» **TASK TO CARRY OUT**
From the line with "Mark the sunlit" to the final line of the records, reproduce every line exactly and only those lines.

↓

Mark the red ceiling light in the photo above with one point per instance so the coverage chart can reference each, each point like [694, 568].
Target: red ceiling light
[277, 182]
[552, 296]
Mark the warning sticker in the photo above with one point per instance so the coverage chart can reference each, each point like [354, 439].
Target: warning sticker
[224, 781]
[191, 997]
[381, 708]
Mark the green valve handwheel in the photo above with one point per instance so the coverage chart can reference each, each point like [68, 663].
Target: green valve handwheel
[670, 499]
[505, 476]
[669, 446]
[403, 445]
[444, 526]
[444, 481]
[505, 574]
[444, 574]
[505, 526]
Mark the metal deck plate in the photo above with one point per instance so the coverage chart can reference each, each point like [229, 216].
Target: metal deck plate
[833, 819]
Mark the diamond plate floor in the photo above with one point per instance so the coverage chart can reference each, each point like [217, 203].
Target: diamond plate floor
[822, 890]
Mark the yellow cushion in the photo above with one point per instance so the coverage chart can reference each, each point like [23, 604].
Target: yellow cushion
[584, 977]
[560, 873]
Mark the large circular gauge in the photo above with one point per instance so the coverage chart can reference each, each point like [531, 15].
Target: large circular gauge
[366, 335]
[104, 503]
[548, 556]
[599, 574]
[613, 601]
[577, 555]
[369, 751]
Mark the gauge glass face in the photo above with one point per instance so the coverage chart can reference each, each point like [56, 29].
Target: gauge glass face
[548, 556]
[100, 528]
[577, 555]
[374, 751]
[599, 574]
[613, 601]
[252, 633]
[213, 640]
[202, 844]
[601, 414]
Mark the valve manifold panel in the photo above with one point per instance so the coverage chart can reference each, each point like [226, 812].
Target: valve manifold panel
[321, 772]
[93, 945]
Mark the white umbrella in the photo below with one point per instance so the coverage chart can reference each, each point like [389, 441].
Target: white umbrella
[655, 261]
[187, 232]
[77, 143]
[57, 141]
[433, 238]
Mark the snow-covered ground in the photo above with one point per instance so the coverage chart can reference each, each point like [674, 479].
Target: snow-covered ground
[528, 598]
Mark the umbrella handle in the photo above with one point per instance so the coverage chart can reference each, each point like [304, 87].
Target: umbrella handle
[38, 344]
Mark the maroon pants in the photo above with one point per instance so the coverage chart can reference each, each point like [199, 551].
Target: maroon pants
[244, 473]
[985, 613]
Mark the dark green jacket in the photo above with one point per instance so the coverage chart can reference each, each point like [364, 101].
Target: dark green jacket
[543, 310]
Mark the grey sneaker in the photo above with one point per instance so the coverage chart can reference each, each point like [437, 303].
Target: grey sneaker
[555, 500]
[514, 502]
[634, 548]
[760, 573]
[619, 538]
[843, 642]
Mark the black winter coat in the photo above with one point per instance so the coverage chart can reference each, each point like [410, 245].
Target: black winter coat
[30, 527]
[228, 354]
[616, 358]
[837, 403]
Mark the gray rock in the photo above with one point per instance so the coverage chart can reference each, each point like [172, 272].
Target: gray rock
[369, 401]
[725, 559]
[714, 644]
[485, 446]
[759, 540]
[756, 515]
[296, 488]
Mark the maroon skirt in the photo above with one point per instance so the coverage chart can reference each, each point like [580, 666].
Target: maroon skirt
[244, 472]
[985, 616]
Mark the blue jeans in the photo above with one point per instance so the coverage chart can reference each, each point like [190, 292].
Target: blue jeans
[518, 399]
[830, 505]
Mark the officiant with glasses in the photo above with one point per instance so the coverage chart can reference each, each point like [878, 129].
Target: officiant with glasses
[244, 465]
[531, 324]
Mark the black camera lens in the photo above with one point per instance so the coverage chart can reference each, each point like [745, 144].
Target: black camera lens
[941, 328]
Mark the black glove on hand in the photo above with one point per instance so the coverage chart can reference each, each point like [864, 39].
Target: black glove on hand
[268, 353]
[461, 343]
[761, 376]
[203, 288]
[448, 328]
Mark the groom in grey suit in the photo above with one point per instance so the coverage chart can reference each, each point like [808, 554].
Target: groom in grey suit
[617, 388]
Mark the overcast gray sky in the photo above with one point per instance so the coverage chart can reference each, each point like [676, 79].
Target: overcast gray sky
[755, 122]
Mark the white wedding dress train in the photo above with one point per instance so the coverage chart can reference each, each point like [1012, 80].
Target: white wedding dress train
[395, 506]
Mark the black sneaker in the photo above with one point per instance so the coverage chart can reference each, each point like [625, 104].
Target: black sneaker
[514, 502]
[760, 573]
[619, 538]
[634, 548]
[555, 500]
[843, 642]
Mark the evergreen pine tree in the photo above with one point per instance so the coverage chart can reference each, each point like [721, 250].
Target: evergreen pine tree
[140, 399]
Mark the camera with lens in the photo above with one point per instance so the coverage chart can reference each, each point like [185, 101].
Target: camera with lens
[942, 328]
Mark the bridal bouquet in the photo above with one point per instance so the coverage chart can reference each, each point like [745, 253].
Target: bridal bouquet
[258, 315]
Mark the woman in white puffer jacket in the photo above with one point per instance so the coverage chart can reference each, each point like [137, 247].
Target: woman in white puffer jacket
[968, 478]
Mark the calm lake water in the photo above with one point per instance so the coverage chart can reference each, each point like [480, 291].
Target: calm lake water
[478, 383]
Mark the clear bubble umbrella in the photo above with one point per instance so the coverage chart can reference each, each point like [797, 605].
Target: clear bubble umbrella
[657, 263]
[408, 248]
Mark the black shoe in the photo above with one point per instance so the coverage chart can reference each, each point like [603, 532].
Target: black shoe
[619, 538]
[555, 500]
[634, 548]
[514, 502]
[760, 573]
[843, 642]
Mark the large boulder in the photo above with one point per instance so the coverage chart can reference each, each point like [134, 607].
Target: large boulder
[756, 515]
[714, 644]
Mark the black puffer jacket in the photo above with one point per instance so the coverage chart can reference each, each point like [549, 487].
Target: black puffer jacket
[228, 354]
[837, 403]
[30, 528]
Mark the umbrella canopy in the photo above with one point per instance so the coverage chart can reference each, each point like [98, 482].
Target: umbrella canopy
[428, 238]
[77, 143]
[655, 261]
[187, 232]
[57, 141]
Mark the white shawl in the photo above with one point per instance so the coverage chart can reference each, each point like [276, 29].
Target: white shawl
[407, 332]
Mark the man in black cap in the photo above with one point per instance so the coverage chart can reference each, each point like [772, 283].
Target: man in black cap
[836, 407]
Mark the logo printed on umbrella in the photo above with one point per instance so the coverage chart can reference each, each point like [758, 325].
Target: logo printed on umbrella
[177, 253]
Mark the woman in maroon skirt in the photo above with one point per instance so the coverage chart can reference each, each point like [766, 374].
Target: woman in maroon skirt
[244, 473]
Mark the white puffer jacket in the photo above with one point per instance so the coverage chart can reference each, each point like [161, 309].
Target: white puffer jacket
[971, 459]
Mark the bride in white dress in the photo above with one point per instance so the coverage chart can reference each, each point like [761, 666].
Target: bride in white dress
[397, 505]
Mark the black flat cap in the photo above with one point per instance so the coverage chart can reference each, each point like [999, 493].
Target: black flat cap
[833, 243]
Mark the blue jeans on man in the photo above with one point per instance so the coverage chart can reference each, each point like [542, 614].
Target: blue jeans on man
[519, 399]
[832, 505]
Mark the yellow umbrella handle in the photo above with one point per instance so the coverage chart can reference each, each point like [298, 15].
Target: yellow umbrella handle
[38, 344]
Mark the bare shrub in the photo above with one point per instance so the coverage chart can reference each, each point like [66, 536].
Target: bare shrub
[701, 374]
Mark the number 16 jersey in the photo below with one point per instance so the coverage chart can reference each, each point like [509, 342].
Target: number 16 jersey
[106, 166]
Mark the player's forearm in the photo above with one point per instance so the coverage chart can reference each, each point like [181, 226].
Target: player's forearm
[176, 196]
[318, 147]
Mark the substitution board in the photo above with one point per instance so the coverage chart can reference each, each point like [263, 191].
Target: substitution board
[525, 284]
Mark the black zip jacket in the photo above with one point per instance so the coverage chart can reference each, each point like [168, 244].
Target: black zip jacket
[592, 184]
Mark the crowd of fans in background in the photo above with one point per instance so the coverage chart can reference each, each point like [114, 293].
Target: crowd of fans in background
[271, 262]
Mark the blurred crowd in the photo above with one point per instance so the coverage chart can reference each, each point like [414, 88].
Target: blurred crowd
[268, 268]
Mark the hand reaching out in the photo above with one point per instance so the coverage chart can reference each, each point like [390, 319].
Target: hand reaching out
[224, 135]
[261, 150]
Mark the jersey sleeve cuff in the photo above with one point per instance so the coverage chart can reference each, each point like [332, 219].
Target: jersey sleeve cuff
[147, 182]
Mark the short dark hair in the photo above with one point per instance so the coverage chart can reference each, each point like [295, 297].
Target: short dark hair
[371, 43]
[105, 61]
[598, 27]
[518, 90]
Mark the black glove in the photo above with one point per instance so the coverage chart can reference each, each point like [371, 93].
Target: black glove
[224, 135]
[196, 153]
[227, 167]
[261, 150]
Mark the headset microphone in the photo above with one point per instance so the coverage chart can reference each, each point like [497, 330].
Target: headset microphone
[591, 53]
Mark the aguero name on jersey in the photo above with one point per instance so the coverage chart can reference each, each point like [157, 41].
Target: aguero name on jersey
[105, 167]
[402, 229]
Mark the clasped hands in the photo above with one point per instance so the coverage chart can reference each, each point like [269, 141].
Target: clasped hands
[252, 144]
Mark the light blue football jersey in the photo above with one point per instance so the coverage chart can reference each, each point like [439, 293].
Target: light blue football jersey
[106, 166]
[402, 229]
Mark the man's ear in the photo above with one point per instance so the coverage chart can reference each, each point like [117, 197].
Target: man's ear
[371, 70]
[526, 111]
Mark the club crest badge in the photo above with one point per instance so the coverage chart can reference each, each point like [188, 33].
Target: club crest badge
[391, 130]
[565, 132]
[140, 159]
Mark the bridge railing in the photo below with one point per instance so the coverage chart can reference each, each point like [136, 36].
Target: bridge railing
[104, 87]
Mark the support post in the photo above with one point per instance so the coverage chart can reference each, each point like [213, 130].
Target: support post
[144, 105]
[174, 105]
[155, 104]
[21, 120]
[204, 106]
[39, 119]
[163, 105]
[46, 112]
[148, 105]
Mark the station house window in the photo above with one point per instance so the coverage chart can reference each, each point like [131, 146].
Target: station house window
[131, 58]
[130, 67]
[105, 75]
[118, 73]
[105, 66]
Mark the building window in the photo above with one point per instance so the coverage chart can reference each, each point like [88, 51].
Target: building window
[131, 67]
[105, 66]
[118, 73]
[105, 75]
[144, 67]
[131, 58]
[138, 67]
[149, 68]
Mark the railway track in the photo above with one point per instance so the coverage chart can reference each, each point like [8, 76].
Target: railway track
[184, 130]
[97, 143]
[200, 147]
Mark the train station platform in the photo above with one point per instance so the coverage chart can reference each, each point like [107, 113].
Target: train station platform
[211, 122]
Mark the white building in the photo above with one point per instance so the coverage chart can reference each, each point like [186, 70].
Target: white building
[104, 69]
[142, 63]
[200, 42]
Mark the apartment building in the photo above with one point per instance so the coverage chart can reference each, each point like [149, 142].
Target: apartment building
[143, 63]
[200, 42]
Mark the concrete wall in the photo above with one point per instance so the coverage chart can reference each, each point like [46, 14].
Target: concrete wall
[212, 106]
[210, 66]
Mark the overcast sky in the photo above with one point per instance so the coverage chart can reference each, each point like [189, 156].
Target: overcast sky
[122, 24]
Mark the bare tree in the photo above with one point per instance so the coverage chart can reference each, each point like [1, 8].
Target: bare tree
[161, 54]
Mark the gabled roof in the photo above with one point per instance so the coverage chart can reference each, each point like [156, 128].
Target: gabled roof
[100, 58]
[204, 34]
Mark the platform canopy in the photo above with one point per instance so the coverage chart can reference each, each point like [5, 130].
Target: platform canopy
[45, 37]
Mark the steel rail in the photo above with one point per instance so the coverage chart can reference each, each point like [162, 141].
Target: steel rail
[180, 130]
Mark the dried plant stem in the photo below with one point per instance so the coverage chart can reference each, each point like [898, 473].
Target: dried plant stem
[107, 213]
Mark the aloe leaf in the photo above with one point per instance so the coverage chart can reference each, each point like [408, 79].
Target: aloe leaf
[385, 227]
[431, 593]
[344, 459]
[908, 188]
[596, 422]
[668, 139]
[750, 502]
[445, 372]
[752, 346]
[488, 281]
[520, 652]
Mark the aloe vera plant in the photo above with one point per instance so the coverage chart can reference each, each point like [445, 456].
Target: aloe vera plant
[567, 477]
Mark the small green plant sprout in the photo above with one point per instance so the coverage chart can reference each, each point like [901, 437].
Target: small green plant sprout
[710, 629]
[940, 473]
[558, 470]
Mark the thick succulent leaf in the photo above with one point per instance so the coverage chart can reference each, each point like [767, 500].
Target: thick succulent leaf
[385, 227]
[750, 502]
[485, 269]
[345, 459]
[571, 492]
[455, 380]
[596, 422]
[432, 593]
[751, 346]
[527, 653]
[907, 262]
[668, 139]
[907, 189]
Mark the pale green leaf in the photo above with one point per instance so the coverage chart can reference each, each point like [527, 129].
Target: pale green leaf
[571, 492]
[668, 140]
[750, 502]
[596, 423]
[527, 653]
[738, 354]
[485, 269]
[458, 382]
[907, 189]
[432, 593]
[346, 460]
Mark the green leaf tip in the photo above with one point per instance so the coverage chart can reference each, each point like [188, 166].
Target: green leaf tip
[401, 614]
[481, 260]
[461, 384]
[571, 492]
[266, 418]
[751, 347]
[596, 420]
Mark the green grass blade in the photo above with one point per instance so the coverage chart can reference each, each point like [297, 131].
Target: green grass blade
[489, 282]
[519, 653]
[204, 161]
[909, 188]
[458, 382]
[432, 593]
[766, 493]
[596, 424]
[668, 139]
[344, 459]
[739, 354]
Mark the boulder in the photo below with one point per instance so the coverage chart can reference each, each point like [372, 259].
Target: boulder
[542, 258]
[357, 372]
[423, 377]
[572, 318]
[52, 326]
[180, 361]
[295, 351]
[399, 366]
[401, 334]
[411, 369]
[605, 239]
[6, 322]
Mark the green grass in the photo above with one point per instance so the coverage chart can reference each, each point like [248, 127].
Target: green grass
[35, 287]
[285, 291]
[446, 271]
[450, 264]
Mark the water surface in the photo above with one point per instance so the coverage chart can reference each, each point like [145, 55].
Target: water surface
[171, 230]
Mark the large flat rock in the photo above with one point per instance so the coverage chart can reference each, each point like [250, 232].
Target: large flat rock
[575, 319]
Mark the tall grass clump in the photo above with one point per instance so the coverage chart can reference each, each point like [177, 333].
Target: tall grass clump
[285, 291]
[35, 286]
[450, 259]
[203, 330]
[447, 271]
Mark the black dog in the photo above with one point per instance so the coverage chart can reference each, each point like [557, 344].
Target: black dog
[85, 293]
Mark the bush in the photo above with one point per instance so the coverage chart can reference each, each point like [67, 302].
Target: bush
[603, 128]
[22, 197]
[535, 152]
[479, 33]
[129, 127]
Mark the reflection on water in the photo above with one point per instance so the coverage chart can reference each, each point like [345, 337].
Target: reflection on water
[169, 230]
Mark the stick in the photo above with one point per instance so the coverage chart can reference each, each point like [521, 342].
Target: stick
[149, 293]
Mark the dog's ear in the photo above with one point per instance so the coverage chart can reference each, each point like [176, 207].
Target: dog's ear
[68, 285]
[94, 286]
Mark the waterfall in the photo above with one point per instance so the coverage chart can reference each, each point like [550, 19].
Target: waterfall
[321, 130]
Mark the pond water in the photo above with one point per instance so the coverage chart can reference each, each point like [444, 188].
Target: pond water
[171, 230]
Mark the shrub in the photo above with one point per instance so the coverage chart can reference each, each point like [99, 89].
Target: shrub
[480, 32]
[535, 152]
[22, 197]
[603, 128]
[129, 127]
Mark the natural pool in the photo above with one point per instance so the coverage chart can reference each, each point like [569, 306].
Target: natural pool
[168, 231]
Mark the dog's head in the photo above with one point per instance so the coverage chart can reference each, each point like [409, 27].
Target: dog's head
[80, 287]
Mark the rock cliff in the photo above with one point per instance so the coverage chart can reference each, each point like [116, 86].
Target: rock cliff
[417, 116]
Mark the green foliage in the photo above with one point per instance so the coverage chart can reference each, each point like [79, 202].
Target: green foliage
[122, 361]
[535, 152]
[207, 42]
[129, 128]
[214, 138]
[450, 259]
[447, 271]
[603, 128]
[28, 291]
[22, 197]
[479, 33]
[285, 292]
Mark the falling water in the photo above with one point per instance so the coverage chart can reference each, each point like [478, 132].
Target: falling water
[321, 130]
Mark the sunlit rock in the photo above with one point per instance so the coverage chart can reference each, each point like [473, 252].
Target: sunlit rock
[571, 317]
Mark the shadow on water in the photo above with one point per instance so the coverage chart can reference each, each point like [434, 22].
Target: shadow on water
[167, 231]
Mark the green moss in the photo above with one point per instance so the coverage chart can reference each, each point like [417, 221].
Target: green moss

↑

» **OUTPUT OF THE TASK**
Mark the sunlit rock in the photo above with one point per instance so the coverage chart can reference each, each point like [473, 252].
Target: sunlit rock
[571, 317]
Mark the shadow on water in the photo above with one point per instance so the coverage chart can reference each, each point like [434, 22].
Target: shadow on water
[167, 231]
Mark the green moss in the photo above with one point per instance so the coverage chart can reference each, each point like [417, 221].
Target: green moss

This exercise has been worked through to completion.